**** Entries provided ****
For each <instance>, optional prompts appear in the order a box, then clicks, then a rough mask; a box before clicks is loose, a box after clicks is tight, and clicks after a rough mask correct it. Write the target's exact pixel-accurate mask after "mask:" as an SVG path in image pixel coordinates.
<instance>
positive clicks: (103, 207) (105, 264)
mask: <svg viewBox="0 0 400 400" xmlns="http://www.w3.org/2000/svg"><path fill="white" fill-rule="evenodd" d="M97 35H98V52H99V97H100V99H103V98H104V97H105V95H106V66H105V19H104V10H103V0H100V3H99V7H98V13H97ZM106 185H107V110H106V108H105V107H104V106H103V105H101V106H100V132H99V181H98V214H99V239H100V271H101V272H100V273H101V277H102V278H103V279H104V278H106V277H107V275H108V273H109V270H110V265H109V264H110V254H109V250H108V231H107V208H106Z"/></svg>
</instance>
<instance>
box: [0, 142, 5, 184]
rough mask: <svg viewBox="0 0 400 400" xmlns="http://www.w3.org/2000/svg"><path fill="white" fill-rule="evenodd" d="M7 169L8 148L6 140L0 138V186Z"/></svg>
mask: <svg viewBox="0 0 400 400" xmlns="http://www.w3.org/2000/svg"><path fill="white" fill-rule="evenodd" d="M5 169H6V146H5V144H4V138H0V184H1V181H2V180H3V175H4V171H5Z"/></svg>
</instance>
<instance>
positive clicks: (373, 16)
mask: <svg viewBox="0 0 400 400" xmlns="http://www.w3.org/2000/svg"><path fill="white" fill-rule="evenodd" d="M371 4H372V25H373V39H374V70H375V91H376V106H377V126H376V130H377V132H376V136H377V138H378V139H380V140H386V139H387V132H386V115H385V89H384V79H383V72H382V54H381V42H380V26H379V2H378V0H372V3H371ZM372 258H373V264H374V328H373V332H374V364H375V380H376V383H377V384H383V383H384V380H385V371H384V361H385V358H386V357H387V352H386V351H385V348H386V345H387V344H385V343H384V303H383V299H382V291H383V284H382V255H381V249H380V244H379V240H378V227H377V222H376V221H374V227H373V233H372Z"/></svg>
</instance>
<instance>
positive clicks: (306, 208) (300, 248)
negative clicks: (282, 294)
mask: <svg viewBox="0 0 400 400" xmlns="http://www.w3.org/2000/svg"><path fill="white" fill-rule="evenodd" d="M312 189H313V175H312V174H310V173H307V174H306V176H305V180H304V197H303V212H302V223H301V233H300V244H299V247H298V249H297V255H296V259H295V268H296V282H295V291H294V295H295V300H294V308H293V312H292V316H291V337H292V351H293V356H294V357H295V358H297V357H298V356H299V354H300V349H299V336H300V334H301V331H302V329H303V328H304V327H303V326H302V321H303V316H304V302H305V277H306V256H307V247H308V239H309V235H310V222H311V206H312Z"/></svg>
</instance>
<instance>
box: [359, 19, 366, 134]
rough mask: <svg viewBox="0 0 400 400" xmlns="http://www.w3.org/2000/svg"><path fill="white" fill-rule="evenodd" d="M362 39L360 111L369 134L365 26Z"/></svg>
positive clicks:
****
# Problem requirements
From the line containing "39L360 111L369 134L365" through the end of the material, print each line exactly as it appears.

# Response
rough mask: <svg viewBox="0 0 400 400" xmlns="http://www.w3.org/2000/svg"><path fill="white" fill-rule="evenodd" d="M362 39L360 111L369 134L365 26Z"/></svg>
positive clicks:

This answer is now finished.